DATA RECORDS.
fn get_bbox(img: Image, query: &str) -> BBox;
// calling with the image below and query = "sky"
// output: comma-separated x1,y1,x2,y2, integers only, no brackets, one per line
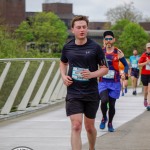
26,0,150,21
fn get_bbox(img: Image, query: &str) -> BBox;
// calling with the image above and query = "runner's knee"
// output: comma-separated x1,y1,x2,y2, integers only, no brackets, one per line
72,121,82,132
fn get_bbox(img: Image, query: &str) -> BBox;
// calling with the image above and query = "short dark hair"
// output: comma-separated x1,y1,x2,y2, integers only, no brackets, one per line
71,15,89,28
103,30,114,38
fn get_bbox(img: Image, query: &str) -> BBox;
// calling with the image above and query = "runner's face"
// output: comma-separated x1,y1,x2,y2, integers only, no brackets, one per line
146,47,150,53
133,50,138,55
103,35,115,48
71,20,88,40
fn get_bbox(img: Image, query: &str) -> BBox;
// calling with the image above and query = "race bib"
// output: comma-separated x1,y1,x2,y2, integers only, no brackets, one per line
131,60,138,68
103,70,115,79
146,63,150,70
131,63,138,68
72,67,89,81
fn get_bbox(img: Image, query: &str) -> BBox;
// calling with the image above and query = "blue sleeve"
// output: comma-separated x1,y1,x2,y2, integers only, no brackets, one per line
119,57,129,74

...

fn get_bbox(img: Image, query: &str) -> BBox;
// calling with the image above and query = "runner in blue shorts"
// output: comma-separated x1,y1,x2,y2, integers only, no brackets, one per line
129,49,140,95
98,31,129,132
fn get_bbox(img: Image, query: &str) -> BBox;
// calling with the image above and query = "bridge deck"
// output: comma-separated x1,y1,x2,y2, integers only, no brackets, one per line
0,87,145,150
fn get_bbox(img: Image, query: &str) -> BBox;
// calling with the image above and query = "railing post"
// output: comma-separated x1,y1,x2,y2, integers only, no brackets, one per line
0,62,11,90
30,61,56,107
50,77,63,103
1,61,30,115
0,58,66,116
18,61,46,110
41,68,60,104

...

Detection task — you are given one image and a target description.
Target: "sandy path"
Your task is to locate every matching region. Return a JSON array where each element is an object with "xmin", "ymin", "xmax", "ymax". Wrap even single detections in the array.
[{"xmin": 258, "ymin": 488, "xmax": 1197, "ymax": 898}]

TO DO.
Return the lines containing "calling", taking each one from the listing.

ANSWER SPACE.
// calling with the image below and query = "sky"
// calling with the image above and query = "runner's knee"
// calling with the image above and query = "short dark hair"
// calling with the image above and query = "runner's face"
// calling with the image above and query = "race bib"
// calling with the image above and query = "blue sleeve"
// calling with the image above and query = "runner in blue shorts"
// calling with the image above and query = "bridge deck"
// calling with the image above and query = "railing post"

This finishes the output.